> _EXERCISE REQUIREMENTS_
Substitute "in the same format as the sample" for "written like the sample" throughout the data below, keeping every other line unchanged.

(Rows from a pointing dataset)
□ □ □ □

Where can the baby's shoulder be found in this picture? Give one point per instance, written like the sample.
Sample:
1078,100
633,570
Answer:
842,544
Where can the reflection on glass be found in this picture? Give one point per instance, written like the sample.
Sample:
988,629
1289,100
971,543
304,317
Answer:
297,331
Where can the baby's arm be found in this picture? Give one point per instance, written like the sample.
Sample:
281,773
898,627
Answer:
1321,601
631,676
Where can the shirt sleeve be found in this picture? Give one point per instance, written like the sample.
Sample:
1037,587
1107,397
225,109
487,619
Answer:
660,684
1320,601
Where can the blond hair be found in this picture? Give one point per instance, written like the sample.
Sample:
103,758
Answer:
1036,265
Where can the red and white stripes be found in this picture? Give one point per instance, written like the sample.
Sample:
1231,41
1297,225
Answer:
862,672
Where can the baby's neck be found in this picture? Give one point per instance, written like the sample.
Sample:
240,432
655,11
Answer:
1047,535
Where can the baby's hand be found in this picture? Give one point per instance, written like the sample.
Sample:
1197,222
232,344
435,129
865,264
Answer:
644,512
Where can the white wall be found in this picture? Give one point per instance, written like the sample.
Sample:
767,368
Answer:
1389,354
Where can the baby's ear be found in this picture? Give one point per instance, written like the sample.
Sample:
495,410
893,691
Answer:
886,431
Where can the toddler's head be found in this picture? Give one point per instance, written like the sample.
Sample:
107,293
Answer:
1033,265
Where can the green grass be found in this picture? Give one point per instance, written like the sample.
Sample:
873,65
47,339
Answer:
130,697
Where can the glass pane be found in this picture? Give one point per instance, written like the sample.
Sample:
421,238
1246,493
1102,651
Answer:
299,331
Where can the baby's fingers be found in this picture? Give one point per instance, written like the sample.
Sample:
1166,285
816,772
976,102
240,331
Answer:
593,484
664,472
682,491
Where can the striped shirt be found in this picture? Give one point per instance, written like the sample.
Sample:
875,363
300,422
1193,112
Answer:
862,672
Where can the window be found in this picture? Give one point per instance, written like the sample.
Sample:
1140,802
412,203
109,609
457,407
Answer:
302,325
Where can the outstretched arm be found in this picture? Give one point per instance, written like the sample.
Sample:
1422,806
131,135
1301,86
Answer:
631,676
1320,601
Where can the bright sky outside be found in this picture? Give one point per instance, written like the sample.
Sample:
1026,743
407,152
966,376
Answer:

□ □ □ □

> _SOLUTION TO THE EXERCISE_
Where can the baby's shoulder be found in this picture? Give one point per instance, in the same format as the sample.
Sample:
1078,100
633,570
Answer:
842,544
Where can the reflection on glass be found in this picture? Give one point per instance, in the same format as the sample.
Sample:
988,629
1289,100
971,543
304,317
Answer:
297,331
Where can the baby's arm be found in this picture? Give one point per instance, in the same format as the sample.
Sample:
281,773
898,627
Answer:
1321,601
631,676
Where can the shirt sleeve be found in this picture? Give one point per instance, in the same format as the sample.
Sample:
1037,587
1107,397
225,109
487,619
Answer:
660,684
1320,601
Where can the blond hair be found in this picture? Give one point per instance, in the same format as the sample.
Sample:
103,758
Answer:
1036,265
Where can the red and white stripes be found in this picture? Give one point per instance, in the same format as the sample.
Sample:
1231,41
1297,225
Answer:
862,672
Where can the baby's neck be found in this picture? Give one point per instance, in the same format as the sample.
Sample:
240,432
655,11
Answer:
1047,535
Where can the baby's hand be found in this picture? Give one point per instance, in the same format as the sample.
Sample:
1197,222
232,344
435,129
865,264
Answer:
644,512
Where can the white wall be found in this picture? Give one point per instance, in the same format as the sample.
Sample:
767,368
Answer:
1389,354
Where can the baby's ear be found in this picture? Give one point per instance, in the same format as the sample.
Sample:
495,410
893,691
Answer:
886,431
Where can the toddler's head be found in this picture? Give one point per instance, in the same format as the sample.
Sample:
107,293
Answer:
1033,265
Where can the green grass be found in this picture? Give one point per instance, in the same format as the sample.
Sample:
873,65
47,339
Answer:
130,697
Where can the glass pane be found in this picture? Give one point per instance, in the same format as the sample.
Sample:
421,238
1246,493
1102,651
Answer:
299,331
Where can the baby's fingers be found in this picture? Give one point per instance, in the same format as the sample.
Sample:
1166,285
816,772
976,102
240,331
Answer:
593,484
664,472
682,491
Where can the striped shirt be found in this picture? Give one point per instance, in the same format as the sample.
Sample:
875,363
300,422
1193,112
Answer:
862,672
Where can the window be found in this picture? Give one point per instance, in the same format as the sample.
Sample:
1140,802
412,203
109,609
457,407
Answer:
302,325
Where can the outstretched arm be found in this picture? Give one point per instance, in the same format as the sample.
Sample:
1422,806
131,135
1301,86
Answer:
631,676
1320,601
Where can the bright sky outside be found in this picture? Give one point per instance, in the same format as the sample.
Sample:
1026,743
407,152
966,376
Answer:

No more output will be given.